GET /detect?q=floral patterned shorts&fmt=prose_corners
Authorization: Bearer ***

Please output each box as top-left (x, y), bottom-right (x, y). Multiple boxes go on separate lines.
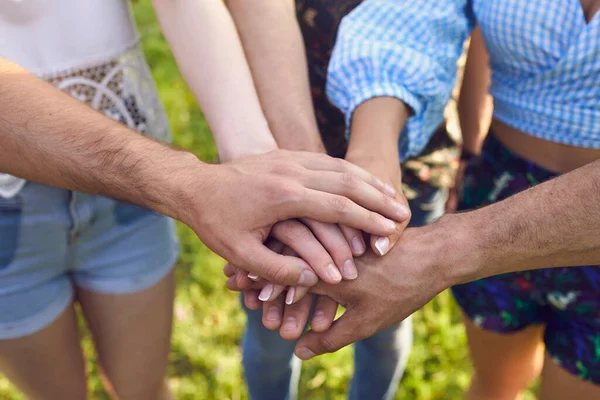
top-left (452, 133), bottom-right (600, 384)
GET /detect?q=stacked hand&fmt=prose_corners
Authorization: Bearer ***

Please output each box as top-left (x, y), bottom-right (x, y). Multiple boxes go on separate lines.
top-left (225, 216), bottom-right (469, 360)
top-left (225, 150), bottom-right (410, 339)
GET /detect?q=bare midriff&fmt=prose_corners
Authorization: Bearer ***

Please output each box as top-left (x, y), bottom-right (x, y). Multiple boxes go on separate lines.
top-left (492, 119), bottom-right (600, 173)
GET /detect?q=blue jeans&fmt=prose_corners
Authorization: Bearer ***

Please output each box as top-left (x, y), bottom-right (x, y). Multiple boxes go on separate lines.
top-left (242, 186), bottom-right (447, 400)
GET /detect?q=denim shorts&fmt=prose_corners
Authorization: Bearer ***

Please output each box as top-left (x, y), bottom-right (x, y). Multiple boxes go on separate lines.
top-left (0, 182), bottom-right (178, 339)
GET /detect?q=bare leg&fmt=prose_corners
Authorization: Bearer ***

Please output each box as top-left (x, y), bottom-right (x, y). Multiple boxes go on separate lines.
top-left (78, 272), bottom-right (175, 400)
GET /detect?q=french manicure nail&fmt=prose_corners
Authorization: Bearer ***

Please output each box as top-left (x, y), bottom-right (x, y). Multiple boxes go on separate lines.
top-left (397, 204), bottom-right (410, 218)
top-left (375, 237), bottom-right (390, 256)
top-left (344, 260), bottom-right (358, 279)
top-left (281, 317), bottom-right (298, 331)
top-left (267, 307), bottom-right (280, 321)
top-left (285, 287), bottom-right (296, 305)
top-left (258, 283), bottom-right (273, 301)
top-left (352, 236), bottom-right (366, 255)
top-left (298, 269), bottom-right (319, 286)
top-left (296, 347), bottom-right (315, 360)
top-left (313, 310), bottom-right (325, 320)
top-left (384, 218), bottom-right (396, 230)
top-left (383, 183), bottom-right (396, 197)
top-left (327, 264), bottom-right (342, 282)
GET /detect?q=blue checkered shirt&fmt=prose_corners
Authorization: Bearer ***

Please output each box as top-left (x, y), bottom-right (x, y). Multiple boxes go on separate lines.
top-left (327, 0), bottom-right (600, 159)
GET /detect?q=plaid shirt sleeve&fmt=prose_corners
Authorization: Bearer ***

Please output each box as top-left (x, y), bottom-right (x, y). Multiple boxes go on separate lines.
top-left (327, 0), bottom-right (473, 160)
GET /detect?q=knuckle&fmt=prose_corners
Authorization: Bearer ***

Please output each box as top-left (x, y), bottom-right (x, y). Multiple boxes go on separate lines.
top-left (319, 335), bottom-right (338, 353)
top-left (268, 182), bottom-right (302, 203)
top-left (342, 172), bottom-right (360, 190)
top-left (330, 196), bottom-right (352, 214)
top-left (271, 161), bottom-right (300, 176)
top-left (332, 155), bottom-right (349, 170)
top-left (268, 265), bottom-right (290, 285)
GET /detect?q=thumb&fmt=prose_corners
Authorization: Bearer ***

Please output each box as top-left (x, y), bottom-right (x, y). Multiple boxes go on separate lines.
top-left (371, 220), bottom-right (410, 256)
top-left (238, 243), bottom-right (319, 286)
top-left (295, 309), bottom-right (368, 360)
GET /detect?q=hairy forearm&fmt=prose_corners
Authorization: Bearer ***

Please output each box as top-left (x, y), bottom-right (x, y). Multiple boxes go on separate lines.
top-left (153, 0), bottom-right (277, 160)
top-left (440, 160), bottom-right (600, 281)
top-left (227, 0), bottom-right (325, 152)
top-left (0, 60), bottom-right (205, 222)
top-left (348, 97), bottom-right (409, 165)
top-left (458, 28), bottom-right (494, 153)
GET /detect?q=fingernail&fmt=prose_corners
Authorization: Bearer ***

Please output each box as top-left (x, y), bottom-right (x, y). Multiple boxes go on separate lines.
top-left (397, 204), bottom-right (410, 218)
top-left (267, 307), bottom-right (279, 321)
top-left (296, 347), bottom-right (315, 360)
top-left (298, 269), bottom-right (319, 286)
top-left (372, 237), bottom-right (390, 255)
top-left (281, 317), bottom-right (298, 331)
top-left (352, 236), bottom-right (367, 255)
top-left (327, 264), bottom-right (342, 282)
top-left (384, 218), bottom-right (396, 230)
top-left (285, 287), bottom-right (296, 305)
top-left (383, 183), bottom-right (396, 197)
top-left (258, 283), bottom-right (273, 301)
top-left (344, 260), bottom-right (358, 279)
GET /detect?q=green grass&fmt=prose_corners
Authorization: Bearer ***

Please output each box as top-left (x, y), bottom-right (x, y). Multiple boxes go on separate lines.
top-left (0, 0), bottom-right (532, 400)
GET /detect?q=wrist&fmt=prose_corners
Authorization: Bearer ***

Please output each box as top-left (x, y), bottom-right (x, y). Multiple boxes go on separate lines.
==
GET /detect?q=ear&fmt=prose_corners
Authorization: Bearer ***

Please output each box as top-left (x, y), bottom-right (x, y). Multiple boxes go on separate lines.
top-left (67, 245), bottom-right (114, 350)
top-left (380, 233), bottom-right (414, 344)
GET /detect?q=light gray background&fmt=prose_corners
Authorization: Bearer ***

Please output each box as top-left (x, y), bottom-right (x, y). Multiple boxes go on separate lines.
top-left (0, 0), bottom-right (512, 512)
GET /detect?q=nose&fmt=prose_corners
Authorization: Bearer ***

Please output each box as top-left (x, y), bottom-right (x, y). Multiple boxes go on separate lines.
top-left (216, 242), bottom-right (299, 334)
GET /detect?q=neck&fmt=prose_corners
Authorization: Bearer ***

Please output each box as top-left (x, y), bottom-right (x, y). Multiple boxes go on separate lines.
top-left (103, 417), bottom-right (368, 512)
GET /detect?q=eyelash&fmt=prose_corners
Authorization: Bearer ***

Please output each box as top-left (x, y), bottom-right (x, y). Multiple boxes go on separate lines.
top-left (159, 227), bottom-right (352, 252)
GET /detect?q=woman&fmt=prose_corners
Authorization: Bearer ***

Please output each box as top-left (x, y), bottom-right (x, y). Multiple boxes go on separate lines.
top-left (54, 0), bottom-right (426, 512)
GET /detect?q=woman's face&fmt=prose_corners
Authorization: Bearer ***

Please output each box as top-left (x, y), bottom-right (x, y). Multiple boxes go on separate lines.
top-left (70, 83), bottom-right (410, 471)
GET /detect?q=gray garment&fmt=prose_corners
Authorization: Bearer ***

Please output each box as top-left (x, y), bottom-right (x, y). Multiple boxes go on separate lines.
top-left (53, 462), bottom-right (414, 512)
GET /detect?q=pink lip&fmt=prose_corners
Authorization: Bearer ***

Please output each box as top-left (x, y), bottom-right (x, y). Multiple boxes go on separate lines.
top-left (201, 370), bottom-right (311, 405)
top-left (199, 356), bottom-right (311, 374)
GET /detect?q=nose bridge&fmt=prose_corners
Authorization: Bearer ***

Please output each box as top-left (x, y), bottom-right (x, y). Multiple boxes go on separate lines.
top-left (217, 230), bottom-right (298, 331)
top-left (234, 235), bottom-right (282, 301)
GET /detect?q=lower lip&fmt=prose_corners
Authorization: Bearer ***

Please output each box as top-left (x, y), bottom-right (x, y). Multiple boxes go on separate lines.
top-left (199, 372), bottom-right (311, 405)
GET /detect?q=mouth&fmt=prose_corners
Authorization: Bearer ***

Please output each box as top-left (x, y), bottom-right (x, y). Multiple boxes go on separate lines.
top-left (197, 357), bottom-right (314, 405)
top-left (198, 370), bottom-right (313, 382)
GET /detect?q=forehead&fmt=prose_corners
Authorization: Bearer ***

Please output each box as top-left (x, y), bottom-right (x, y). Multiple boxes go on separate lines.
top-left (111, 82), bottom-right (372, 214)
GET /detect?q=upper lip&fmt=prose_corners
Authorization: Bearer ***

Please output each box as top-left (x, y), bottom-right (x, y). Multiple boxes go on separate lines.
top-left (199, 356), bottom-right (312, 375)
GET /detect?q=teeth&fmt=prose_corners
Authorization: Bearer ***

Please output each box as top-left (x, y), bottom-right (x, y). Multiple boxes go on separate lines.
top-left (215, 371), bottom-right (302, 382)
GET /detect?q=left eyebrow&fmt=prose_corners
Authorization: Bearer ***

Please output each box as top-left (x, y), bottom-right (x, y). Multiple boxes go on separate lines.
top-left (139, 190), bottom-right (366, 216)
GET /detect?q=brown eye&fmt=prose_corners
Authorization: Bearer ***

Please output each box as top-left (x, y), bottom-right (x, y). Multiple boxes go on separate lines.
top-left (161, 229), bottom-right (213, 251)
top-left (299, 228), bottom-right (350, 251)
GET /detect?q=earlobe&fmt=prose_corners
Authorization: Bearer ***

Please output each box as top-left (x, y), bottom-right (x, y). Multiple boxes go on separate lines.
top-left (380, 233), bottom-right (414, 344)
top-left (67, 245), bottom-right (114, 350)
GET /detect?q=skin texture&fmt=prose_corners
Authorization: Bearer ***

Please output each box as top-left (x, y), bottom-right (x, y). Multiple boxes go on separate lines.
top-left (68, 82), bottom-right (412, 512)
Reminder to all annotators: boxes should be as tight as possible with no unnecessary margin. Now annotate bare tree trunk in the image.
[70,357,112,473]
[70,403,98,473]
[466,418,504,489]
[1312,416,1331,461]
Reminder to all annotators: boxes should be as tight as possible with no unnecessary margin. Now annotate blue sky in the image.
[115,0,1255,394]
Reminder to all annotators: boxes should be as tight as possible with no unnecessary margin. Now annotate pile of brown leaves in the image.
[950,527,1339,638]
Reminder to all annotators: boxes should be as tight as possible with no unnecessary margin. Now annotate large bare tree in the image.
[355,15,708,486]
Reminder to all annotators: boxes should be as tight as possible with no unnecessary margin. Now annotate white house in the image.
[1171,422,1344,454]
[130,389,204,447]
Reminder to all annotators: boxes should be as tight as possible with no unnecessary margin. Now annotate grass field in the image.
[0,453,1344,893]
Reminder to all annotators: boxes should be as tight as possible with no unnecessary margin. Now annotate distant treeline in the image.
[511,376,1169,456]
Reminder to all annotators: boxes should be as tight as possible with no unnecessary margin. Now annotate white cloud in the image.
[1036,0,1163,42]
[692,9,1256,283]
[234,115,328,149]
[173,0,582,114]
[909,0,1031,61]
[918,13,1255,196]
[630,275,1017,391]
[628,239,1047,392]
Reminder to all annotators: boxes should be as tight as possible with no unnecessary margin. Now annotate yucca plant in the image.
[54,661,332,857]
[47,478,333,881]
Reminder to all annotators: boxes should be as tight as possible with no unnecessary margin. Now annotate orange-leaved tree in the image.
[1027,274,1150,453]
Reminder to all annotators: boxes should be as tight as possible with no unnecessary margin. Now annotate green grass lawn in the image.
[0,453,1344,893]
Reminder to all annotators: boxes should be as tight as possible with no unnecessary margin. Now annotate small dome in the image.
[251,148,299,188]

=== Задание ===
Верните каждую строку из приведенных выше записей, в которой есть слово «nose», причем регистр букв имеет значение.

=== Решение задачи ===
GET /detect?q=nose&fmt=prose_corners
GET /detect?q=nose bridge&fmt=prose_corners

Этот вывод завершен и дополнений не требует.